* _SHORT TASK_:
From the dataset excerpt below, extract every line that contains the word "tree". Copy each such line in full.

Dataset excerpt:
# # # #

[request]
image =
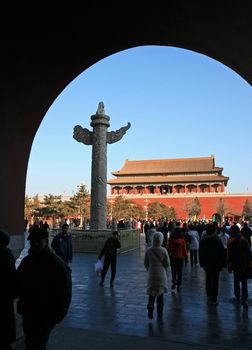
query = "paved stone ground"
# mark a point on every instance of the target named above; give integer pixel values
(116, 318)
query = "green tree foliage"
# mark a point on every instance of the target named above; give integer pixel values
(52, 207)
(125, 209)
(160, 210)
(32, 207)
(193, 208)
(247, 210)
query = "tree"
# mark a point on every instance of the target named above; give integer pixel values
(193, 208)
(32, 207)
(52, 207)
(247, 210)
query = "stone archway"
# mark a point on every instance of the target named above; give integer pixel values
(35, 72)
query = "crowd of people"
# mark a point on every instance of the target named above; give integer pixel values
(214, 247)
(42, 286)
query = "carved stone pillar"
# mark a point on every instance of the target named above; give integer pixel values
(98, 212)
(99, 138)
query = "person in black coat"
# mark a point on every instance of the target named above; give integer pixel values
(212, 259)
(62, 244)
(109, 251)
(239, 258)
(44, 290)
(7, 293)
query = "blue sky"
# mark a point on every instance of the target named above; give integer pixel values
(180, 104)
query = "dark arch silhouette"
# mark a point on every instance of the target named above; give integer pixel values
(44, 49)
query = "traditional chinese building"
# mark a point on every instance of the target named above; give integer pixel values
(176, 182)
(169, 176)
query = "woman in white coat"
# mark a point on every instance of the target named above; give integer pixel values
(156, 262)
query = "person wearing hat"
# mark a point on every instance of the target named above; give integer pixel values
(7, 292)
(44, 290)
(62, 244)
(212, 258)
(109, 251)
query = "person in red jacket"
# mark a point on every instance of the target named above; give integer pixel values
(109, 251)
(177, 251)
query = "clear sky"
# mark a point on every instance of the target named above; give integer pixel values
(180, 104)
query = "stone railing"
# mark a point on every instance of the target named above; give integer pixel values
(90, 241)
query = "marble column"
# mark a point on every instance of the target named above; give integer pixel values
(99, 138)
(98, 212)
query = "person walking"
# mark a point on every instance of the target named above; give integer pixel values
(150, 232)
(156, 262)
(177, 252)
(62, 244)
(239, 260)
(7, 292)
(212, 259)
(193, 244)
(44, 290)
(246, 232)
(109, 251)
(224, 237)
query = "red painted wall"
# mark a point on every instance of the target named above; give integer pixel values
(233, 203)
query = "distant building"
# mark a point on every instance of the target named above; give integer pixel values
(169, 176)
(176, 182)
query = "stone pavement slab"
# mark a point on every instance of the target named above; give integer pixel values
(116, 318)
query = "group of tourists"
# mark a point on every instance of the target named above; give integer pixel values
(41, 287)
(215, 248)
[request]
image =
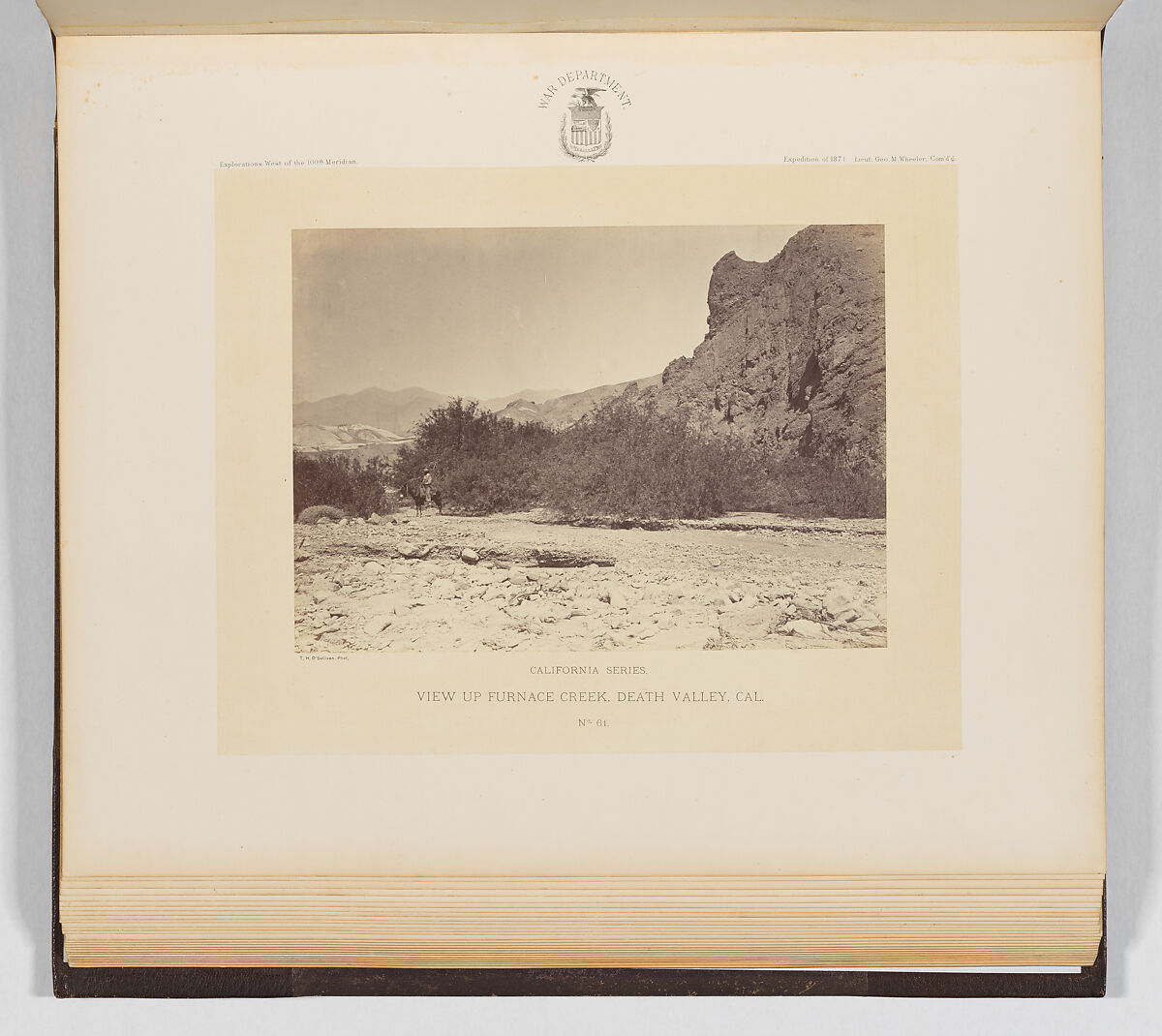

# # # #

* _FINISHED EXERCISE_:
query = "green tree foliage"
query = "tree"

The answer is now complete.